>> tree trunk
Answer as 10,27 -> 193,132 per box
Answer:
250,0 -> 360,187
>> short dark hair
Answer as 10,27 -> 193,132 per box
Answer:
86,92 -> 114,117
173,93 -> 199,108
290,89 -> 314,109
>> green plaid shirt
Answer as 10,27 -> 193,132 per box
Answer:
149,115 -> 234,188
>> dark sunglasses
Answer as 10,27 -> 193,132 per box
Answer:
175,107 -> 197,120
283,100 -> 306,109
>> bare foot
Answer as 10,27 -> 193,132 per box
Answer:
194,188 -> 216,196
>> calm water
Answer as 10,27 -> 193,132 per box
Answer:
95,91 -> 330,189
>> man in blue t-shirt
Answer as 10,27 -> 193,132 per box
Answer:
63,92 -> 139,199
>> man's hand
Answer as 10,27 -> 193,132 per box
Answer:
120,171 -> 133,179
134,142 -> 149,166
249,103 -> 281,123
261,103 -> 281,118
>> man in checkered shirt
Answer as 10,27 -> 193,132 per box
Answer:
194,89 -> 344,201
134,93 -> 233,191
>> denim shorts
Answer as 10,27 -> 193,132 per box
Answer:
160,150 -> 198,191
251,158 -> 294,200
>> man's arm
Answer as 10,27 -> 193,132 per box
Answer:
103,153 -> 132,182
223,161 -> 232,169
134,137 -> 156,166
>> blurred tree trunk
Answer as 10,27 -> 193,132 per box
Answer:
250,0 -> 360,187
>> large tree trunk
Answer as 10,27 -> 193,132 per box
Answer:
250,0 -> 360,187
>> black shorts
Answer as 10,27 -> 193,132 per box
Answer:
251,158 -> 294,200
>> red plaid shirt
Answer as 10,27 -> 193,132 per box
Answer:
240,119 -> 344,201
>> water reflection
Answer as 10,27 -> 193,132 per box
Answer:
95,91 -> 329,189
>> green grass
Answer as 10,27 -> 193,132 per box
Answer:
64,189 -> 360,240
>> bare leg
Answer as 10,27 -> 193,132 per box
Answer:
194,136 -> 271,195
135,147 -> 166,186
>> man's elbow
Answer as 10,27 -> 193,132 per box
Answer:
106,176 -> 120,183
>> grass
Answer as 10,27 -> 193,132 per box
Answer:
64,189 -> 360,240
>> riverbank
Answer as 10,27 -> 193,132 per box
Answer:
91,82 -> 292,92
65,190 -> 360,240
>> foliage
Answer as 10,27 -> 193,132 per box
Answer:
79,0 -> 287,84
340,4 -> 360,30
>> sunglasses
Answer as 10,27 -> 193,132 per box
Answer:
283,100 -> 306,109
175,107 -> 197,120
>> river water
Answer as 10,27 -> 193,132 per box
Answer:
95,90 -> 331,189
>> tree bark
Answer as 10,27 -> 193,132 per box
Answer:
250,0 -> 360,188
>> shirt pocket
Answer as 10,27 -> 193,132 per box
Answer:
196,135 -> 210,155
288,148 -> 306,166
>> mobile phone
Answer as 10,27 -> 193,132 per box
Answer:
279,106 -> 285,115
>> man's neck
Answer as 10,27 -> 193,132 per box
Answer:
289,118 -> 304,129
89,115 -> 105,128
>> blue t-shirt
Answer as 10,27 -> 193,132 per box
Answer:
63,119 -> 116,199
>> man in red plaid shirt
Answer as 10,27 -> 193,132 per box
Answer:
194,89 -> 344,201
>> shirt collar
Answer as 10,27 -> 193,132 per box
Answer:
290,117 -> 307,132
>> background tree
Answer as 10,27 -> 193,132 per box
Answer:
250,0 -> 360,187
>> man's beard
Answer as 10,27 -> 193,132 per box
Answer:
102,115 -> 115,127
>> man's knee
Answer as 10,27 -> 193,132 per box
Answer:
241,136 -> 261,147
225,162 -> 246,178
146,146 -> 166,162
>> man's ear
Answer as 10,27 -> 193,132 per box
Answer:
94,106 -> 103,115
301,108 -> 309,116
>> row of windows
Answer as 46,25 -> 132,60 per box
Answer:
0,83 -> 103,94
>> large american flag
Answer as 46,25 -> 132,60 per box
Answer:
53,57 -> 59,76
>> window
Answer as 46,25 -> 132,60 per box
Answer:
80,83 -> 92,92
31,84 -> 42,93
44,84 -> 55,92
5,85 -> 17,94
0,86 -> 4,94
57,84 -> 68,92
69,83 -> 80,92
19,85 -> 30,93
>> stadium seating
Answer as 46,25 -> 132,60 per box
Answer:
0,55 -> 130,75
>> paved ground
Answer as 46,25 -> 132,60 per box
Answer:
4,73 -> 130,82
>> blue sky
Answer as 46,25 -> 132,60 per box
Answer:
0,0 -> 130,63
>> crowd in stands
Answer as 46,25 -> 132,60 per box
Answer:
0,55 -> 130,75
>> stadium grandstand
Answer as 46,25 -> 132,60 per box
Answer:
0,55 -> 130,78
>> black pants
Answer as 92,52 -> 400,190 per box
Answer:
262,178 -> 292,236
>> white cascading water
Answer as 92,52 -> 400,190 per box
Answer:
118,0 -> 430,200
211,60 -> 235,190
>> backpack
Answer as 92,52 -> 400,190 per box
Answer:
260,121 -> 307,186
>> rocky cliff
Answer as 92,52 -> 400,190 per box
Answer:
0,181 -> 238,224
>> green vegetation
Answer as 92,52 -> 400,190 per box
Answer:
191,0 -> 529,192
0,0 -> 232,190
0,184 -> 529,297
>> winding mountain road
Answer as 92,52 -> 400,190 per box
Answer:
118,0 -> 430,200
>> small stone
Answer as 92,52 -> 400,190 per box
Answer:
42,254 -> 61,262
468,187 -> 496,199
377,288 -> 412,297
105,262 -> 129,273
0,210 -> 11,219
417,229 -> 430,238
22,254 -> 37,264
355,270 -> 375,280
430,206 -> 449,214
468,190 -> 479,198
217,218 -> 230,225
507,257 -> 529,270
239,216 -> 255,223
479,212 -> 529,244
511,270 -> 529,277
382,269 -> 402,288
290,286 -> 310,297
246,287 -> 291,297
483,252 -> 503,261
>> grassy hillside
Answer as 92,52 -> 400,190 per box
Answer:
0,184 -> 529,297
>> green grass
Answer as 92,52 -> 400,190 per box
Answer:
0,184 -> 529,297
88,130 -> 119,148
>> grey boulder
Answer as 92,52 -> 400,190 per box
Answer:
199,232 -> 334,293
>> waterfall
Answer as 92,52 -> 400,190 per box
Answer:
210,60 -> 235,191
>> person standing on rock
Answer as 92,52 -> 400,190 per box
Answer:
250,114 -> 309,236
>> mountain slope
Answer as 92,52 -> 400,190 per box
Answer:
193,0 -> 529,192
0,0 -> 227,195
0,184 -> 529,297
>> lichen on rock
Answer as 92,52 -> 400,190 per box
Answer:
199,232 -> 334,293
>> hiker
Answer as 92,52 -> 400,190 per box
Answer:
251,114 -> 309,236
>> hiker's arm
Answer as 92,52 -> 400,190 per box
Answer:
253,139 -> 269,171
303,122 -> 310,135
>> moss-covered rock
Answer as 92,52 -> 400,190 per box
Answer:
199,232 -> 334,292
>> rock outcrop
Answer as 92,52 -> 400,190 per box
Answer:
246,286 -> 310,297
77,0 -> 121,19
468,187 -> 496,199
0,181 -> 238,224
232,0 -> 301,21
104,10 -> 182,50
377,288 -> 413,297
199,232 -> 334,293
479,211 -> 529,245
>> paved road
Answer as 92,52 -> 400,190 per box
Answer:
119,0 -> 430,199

* **WHAT THIS TASK INVOLVES**
Please reproduce all the rows above, replacing "per box" with "for each box" and keeping everything else the same.

* **TASK OUTPUT**
>> tree trunk
Answer as 10,27 -> 193,132 for each box
Answer:
250,0 -> 360,187
>> short dark hair
Answer as 10,27 -> 193,132 for each box
Answer:
86,92 -> 114,117
173,93 -> 199,108
290,89 -> 314,109
>> green plaid shirt
Answer as 10,27 -> 193,132 for each box
Answer:
149,115 -> 234,188
>> dark sunglasses
Answer as 10,27 -> 193,132 for each box
Answer:
175,107 -> 197,120
283,100 -> 306,109
>> bare foot
Answer as 10,27 -> 193,132 for each box
Answer:
194,188 -> 216,196
>> calm water
Answer as 10,27 -> 193,132 for each box
Answer:
95,91 -> 330,189
>> man in blue t-shirt
Answer as 10,27 -> 193,132 for each box
Answer:
63,92 -> 139,199
>> man's hand
Answer as 10,27 -> 193,132 for each box
Answer:
120,171 -> 133,179
134,142 -> 149,166
249,103 -> 281,123
261,103 -> 281,118
>> man in checkered shirt
Answer as 10,27 -> 193,132 for each box
Answer:
194,89 -> 344,201
134,93 -> 233,191
>> denim shorts
Answer as 10,27 -> 193,132 for each box
Answer:
160,150 -> 198,191
251,158 -> 294,200
>> man's arm
Answer as 10,27 -> 193,132 for each box
Answer:
103,153 -> 132,182
223,161 -> 232,169
134,137 -> 156,166
>> blurred tree trunk
Answer as 10,27 -> 193,132 for each box
Answer:
250,0 -> 360,187
>> large tree trunk
Answer as 10,27 -> 193,132 for each box
Answer:
250,0 -> 360,187
>> black shorts
Answer as 10,27 -> 193,132 for each box
Answer:
251,158 -> 294,200
>> red plaid shirt
Answer as 10,27 -> 193,132 for each box
Answer:
240,119 -> 344,201
>> water reflection
Answer as 10,27 -> 193,132 for each box
Answer:
95,91 -> 329,189
>> green grass
Answer as 10,27 -> 193,132 for each box
Answer:
64,189 -> 360,240
>> bare leg
Answer as 10,27 -> 193,132 for each box
Answer:
194,136 -> 271,195
135,147 -> 166,186
>> man's elbow
Answer as 10,27 -> 193,132 for each box
Answer:
106,176 -> 120,183
>> grass
Answer as 10,27 -> 193,132 for each box
Answer:
64,189 -> 360,240
>> riverbank
Answer as 10,27 -> 193,132 for each box
Answer:
91,82 -> 292,92
65,190 -> 360,240
>> foliage
Answer as 10,27 -> 193,132 for each box
Answer:
79,0 -> 287,84
340,4 -> 360,30
>> sunglasses
Answer as 10,27 -> 193,132 for each box
Answer:
283,100 -> 306,109
175,107 -> 197,120
>> river water
Answer as 10,27 -> 193,132 for each box
Answer:
95,90 -> 331,189
>> tree bark
Answer as 10,27 -> 193,132 for each box
Answer:
250,0 -> 360,188
>> shirt pocket
Answer as 10,27 -> 193,132 for each box
Answer:
196,135 -> 210,155
288,148 -> 306,166
>> mobile phone
Answer as 10,27 -> 193,132 for each box
Answer:
279,106 -> 285,115
>> man's neck
Answer as 10,27 -> 193,132 for each box
Answer:
289,118 -> 304,129
89,115 -> 105,128
>> blue t-shirt
Answer as 10,27 -> 193,132 for each box
Answer:
63,119 -> 116,199
>> man in red plaid shirt
Answer as 10,27 -> 193,132 for each box
Answer:
194,89 -> 344,201
>> shirt collar
Answer as 10,27 -> 193,132 for each box
Answer:
290,117 -> 307,132
>> background tree
Answer as 10,27 -> 193,132 for each box
Answer:
250,0 -> 360,187
>> man's beard
Answer as 10,27 -> 193,132 for each box
Answer:
102,115 -> 115,127
>> man's knee
Answer as 10,27 -> 193,132 for each box
Answer:
241,136 -> 261,147
225,162 -> 246,178
146,146 -> 166,162
>> man's ear
Answer as 10,27 -> 193,132 for each box
Answer:
94,106 -> 103,115
301,108 -> 309,116
>> row of windows
Answer as 46,25 -> 132,60 for each box
Answer:
0,83 -> 103,94
>> large american flag
Answer as 46,25 -> 132,60 for each box
Answer:
53,57 -> 59,76
>> window
Answer as 46,25 -> 132,60 for each box
Answer:
80,83 -> 92,92
31,84 -> 42,93
44,84 -> 55,92
5,85 -> 17,94
0,86 -> 4,94
57,84 -> 68,92
69,83 -> 80,92
19,85 -> 30,93
>> stadium seating
Answer as 46,25 -> 132,60 for each box
Answer:
0,55 -> 130,75
>> paved ground
Answer as 46,25 -> 132,60 for each box
Answer:
4,73 -> 130,82
>> blue sky
Answer as 46,25 -> 132,60 for each box
Answer:
0,0 -> 130,63
>> crowd in stands
Answer as 46,25 -> 132,60 for each box
Answer:
0,55 -> 130,75
>> stadium grandstand
Answer as 46,25 -> 132,60 for each box
Answer:
0,55 -> 130,78
>> black pants
Answer as 92,52 -> 400,190 for each box
Answer:
262,178 -> 292,236
>> white cascading water
Answer as 92,52 -> 400,190 for each box
Answer:
118,0 -> 430,200
211,60 -> 235,190
>> backpack
Answer as 92,52 -> 400,190 for each box
Answer:
260,121 -> 307,186
>> rocky cliff
Answer as 92,52 -> 400,190 for each box
Answer:
0,181 -> 238,224
>> green vegetation
Answer as 92,52 -> 400,190 for each box
Answer:
191,0 -> 529,192
0,0 -> 232,190
0,184 -> 529,297
>> winding mountain road
Answer as 92,52 -> 400,190 for each box
Answer:
118,0 -> 430,200
>> small stone
Answer as 92,52 -> 400,190 for each box
Answer:
42,254 -> 61,262
468,187 -> 496,199
377,288 -> 412,297
105,262 -> 129,273
0,210 -> 11,219
417,229 -> 430,238
22,254 -> 37,264
355,270 -> 375,280
430,206 -> 449,214
468,190 -> 479,198
217,218 -> 230,225
507,257 -> 529,270
239,216 -> 255,223
479,212 -> 529,244
511,270 -> 529,277
382,269 -> 402,288
290,286 -> 310,297
246,287 -> 291,297
483,252 -> 503,261
>> grassy hillside
Answer as 92,52 -> 400,190 for each box
Answer:
0,184 -> 529,297
>> green grass
Answer as 92,52 -> 400,190 for each box
Answer:
0,184 -> 529,297
88,130 -> 119,148
>> grey boulder
Answer as 92,52 -> 400,190 for each box
Answer:
199,232 -> 334,293
>> waterfall
Answer as 92,52 -> 400,190 for each box
Answer:
210,60 -> 235,191
>> person standing on rock
Answer as 92,52 -> 400,190 for each box
Answer:
250,114 -> 309,236
>> mountain slope
Answer as 92,52 -> 400,190 for each box
Answer:
193,0 -> 529,192
0,0 -> 227,195
0,184 -> 529,297
>> lichen on rock
Answer as 92,52 -> 400,190 for each box
Answer:
199,232 -> 334,293
>> hiker
Answer as 92,52 -> 400,190 for each box
Answer:
251,114 -> 309,236
>> hiker's arm
Answer as 92,52 -> 400,190 for each box
Answer:
253,139 -> 269,171
303,122 -> 310,135
>> moss-covered rock
Answer as 92,52 -> 400,190 for each box
Answer:
199,232 -> 334,292
>> rock outcrop
Answer as 92,52 -> 400,190 for each box
Answer:
246,286 -> 310,297
77,0 -> 121,19
468,187 -> 496,199
0,181 -> 238,224
232,0 -> 301,21
104,10 -> 182,50
377,288 -> 413,297
199,232 -> 334,293
479,211 -> 529,245
>> paved road
Answer as 92,52 -> 400,190 for each box
Answer:
119,0 -> 430,199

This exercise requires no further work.